• [About this exercise]: Write down exactly the line where "As part of a basketball court analysis system, find the utility" occurs and every line that follows it through the end of the material below; include nothing else.

** Opening Exercise data block **

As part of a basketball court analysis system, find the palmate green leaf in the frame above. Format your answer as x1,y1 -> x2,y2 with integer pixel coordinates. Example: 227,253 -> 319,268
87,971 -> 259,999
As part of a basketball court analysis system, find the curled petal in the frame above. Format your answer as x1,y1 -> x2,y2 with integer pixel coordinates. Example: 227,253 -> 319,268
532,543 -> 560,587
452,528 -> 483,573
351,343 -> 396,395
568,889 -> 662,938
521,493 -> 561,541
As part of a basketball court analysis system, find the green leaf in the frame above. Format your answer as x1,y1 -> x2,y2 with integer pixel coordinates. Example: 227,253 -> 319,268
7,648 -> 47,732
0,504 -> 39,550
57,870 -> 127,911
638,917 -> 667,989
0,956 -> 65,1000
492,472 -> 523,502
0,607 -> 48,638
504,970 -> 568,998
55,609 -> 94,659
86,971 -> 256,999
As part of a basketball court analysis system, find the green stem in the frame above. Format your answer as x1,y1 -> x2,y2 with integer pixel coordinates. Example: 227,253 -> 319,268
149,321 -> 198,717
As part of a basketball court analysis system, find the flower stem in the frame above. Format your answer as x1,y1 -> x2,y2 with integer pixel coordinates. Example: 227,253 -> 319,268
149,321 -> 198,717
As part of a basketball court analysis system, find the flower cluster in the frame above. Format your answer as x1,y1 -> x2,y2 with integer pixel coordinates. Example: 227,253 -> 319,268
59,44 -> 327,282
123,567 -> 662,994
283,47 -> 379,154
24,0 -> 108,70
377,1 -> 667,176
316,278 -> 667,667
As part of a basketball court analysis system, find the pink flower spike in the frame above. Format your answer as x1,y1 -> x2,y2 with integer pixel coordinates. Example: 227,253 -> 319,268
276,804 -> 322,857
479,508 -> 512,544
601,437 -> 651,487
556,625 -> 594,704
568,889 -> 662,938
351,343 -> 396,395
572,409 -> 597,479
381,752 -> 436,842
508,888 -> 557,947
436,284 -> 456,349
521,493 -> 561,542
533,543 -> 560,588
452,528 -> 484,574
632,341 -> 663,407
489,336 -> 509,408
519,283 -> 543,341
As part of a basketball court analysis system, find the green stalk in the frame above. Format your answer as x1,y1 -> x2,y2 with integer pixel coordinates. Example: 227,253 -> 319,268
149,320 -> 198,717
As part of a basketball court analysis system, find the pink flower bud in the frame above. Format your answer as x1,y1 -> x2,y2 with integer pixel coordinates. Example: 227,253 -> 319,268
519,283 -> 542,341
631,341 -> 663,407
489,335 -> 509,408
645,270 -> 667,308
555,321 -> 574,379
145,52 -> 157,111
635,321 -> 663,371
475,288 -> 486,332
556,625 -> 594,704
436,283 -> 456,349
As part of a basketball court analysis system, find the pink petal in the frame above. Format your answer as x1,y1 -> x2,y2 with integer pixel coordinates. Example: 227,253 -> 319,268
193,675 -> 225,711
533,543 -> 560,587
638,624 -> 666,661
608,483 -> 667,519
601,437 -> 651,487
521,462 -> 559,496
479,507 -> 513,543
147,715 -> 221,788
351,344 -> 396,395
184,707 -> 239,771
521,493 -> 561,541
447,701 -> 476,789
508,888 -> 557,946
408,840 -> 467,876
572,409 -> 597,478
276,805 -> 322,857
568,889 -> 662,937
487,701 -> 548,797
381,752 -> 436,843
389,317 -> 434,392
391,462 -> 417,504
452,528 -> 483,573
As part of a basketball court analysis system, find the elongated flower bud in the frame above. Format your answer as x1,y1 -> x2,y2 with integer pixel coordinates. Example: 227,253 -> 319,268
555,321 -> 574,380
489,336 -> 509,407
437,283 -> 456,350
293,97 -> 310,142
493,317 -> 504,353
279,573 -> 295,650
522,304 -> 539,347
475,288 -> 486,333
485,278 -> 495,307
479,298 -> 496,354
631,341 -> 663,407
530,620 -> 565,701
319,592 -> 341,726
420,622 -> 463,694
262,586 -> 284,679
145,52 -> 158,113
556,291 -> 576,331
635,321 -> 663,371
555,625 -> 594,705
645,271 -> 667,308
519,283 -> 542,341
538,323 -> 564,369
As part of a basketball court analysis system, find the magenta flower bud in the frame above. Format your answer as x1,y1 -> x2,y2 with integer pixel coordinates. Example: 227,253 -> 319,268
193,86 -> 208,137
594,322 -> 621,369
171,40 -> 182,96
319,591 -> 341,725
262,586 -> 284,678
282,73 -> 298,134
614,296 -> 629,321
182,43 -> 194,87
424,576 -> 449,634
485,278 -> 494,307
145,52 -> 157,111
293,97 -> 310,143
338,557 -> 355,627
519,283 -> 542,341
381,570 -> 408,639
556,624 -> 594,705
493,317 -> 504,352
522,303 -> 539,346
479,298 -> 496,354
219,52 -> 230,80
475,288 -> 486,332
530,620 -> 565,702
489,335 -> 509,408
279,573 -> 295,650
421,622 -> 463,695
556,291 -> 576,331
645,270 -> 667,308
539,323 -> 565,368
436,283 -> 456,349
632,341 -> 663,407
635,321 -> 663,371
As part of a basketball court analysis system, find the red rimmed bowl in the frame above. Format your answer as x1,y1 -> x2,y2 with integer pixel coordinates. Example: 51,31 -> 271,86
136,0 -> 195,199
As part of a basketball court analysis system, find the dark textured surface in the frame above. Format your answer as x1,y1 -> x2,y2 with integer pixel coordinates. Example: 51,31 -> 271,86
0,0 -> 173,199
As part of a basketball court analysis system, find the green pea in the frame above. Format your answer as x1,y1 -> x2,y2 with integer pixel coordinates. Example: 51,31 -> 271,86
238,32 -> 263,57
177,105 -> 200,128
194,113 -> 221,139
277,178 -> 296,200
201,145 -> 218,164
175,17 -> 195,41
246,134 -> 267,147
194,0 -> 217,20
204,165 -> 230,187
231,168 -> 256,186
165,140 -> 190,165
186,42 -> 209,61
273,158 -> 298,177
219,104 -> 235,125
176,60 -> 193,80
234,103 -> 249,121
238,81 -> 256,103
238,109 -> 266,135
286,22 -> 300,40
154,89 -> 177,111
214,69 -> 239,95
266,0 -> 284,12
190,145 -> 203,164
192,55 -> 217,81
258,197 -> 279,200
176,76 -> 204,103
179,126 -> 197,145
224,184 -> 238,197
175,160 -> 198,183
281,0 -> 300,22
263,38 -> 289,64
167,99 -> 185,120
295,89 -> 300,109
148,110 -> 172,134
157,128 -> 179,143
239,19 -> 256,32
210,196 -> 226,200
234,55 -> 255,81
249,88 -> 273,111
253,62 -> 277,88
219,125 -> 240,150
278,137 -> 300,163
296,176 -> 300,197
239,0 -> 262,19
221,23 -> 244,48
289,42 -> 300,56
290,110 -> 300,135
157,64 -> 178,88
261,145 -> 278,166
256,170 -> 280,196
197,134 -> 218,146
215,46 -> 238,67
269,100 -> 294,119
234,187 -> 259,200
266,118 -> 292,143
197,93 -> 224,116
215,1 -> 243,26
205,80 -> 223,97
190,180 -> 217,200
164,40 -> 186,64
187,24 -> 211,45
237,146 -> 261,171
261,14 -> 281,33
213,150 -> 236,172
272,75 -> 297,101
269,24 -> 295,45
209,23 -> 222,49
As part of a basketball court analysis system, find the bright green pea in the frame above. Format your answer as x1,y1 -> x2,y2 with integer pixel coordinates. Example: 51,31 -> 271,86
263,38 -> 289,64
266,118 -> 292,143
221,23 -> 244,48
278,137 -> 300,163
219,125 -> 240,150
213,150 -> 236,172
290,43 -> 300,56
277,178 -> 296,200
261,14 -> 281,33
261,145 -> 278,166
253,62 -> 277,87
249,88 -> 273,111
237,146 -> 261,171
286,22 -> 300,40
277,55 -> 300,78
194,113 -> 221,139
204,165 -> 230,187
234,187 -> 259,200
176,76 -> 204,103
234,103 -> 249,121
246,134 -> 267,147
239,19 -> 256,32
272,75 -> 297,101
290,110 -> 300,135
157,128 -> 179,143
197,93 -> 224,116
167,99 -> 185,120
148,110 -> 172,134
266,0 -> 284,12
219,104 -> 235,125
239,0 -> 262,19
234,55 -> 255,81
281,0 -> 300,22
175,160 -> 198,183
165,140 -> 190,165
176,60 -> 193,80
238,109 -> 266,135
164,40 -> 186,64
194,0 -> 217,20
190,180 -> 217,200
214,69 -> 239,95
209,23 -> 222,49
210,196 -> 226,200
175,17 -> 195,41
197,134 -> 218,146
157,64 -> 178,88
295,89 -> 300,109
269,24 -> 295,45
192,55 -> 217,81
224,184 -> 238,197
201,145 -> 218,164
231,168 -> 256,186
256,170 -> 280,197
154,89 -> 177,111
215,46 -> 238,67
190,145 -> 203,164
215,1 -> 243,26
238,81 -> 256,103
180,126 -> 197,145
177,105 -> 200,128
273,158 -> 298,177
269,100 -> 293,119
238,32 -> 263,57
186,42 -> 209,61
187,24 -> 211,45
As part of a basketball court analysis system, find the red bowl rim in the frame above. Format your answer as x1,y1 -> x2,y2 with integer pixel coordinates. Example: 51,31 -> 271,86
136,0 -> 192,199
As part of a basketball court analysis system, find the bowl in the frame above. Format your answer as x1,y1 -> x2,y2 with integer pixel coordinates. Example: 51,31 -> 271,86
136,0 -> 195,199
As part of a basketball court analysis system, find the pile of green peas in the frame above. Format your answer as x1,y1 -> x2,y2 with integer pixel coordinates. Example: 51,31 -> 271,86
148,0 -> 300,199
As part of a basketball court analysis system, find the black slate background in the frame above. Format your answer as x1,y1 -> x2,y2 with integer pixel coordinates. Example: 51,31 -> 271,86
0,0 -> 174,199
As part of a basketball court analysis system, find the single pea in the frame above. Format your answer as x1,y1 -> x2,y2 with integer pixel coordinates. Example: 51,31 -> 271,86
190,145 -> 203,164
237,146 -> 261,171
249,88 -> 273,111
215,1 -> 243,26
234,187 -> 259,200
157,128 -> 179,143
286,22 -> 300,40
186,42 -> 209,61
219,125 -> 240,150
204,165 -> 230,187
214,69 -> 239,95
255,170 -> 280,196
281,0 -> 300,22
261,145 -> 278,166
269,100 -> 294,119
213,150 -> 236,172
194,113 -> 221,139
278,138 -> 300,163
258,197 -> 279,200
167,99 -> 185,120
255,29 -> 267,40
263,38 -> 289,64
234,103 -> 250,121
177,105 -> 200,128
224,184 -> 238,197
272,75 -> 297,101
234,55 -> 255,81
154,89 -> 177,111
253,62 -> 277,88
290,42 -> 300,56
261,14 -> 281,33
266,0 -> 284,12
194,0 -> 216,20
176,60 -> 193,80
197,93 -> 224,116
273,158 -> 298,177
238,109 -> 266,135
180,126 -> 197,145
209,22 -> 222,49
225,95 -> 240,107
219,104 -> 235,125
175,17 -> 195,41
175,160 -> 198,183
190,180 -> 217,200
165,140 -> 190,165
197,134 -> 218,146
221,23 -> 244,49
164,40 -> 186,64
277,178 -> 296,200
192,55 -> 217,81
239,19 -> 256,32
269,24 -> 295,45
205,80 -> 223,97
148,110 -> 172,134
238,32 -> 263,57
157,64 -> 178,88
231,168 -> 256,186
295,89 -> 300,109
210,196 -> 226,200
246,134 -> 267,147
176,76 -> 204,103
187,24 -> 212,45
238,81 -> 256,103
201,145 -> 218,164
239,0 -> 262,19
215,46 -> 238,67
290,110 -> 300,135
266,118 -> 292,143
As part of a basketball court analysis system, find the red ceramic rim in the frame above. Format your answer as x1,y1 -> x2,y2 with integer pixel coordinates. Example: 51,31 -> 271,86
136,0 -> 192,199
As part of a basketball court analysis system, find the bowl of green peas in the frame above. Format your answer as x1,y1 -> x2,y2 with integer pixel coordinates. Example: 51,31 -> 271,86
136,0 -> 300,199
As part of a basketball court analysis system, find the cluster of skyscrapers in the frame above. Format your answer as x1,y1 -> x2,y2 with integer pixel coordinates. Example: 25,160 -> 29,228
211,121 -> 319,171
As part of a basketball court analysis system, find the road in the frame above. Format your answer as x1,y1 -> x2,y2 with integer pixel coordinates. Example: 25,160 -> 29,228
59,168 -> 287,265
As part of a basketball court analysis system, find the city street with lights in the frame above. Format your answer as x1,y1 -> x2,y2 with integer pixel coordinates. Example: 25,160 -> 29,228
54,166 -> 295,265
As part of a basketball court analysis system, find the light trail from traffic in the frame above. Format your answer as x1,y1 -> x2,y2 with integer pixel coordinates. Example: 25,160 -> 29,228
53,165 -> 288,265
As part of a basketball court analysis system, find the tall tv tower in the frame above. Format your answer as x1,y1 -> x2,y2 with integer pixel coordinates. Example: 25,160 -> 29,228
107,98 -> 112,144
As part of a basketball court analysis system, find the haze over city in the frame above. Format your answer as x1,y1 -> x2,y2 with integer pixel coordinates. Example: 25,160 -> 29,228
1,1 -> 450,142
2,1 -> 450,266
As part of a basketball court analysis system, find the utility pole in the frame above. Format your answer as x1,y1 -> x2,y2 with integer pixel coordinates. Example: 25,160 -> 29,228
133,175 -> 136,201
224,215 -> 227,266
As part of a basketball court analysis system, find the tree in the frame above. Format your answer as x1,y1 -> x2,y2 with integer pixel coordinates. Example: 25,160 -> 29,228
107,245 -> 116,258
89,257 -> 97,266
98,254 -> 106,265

** Closing Exercise data block **

• [Answer to this task]:
As part of a basketball court analysis system, find the utility pole in the frame above. Format your answer as x1,y1 -> x2,y2 with integer pixel coordinates. Example: 25,160 -> 29,228
133,175 -> 136,201
224,215 -> 227,266
As part of a basketball court analysis system, find the tree in the frame above. Format your answer as x1,y1 -> x2,y2 with integer pixel coordinates. Example: 25,160 -> 29,228
107,245 -> 116,258
89,257 -> 97,266
98,254 -> 106,265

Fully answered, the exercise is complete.